About this exercise
Rewrite every record below, substituting "coarse mask" for each occurrence of "rough mask" and leaving all other text unchanged. Omit the pictures from your answer.

Data to use

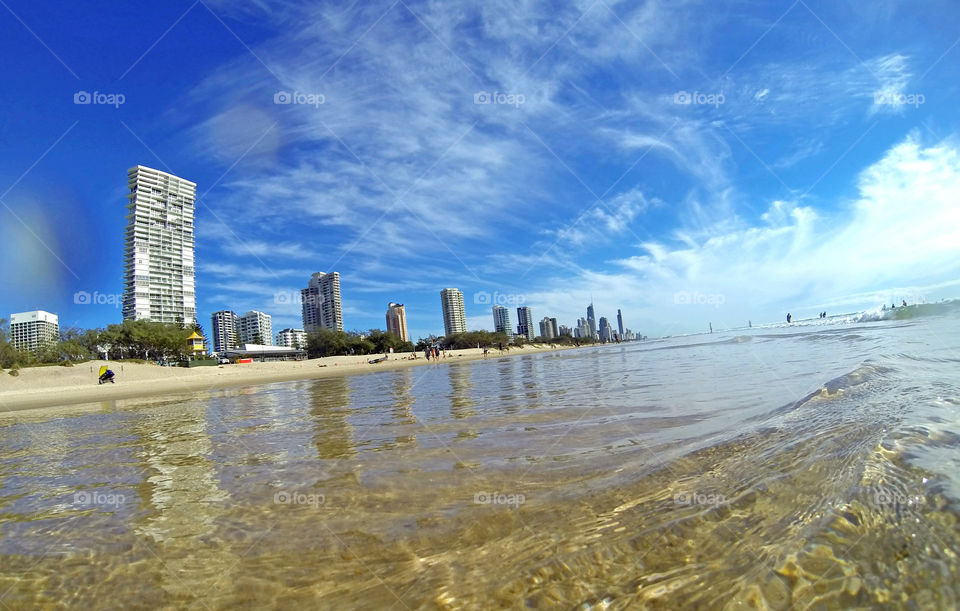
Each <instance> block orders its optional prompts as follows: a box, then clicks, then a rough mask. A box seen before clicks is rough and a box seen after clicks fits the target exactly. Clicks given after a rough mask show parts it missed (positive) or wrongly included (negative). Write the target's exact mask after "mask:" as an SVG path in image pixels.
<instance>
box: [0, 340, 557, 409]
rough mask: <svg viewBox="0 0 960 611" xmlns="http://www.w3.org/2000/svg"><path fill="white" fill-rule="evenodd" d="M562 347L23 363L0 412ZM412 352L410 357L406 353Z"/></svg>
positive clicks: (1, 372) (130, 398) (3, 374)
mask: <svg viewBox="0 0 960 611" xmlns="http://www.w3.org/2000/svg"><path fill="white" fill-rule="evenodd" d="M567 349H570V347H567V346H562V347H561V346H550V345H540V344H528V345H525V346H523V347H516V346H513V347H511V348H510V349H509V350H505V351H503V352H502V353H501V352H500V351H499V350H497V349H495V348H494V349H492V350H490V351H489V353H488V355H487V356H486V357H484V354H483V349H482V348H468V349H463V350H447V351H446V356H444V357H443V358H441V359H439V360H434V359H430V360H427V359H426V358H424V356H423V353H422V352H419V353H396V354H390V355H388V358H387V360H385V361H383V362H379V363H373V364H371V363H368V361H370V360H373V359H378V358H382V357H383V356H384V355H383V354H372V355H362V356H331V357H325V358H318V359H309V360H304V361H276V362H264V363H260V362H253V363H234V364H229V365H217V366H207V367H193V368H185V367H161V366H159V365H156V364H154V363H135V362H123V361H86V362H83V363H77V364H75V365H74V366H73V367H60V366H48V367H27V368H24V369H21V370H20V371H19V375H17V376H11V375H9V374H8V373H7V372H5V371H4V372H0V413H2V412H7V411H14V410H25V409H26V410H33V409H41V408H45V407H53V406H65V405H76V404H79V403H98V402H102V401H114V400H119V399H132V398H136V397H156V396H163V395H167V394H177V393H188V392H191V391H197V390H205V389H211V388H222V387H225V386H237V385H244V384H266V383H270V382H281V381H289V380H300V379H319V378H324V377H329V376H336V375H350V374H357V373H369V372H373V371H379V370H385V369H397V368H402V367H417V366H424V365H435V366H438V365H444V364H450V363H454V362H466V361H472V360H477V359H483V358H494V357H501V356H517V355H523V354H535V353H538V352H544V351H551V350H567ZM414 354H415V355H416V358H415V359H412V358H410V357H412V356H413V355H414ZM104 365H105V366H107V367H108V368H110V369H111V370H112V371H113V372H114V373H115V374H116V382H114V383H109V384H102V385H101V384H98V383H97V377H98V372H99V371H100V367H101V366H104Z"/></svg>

Result for this exercise
Each <instance> block orders its optional prompts as follows: a box, then clicks, then a coarse mask. A box seen before clicks is rough and a box seen after clicks fits the target exactly. Clicks given after a coarse mask show parts it missed (positive) or wrongly included (negative). Write the target's exact mask after "mask:" as an SVG path in image pixels.
<instance>
box: [0, 340, 557, 409]
coarse mask: <svg viewBox="0 0 960 611" xmlns="http://www.w3.org/2000/svg"><path fill="white" fill-rule="evenodd" d="M562 347L23 363L0 412ZM412 352L410 357L406 353Z"/></svg>
positive clicks: (1, 372) (130, 398) (3, 374)
mask: <svg viewBox="0 0 960 611" xmlns="http://www.w3.org/2000/svg"><path fill="white" fill-rule="evenodd" d="M567 349H570V347H567V346H562V347H561V346H550V345H540V344H528V345H525V346H523V347H516V346H513V347H511V348H510V349H509V350H505V351H503V352H502V353H501V352H500V351H499V350H497V349H495V348H494V349H492V350H490V351H489V353H488V355H487V356H486V357H484V354H483V349H482V348H468V349H463V350H447V351H446V356H444V357H443V358H441V359H439V360H434V359H430V360H427V359H426V358H424V356H423V353H422V352H419V353H396V354H390V355H388V358H387V360H385V361H383V362H379V363H373V364H371V363H368V361H370V360H373V359H378V358H382V357H383V356H384V355H383V354H372V355H362V356H331V357H325V358H318V359H309V360H304V361H276V362H264V363H260V362H253V363H234V364H229V365H217V366H207V367H193V368H185V367H161V366H159V365H156V364H154V363H135V362H123V361H86V362H83V363H77V364H75V365H74V366H73V367H60V366H48V367H27V368H24V369H21V370H20V371H19V375H17V376H11V375H9V374H8V373H7V372H5V371H4V372H0V413H2V412H7V411H14V410H25V409H26V410H33V409H41V408H45V407H53V406H65V405H76V404H79V403H98V402H102V401H114V400H119V399H132V398H136V397H156V396H163V395H167V394H177V393H188V392H191V391H197V390H205V389H211V388H222V387H225V386H237V385H244V384H266V383H270V382H281V381H289V380H300V379H319V378H324V377H329V376H336V375H350V374H357V373H369V372H373V371H379V370H385V369H397V368H402V367H417V366H424V365H435V366H438V365H444V364H450V363H454V362H466V361H472V360H477V359H483V358H494V357H501V356H517V355H523V354H535V353H538V352H544V351H551V350H567ZM414 354H415V355H416V358H415V359H412V358H410V357H412V356H413V355H414ZM104 365H105V366H107V367H108V368H110V369H111V370H112V371H113V372H114V373H115V374H116V382H114V383H109V384H102V385H101V384H98V383H97V377H98V372H99V371H100V367H101V366H104Z"/></svg>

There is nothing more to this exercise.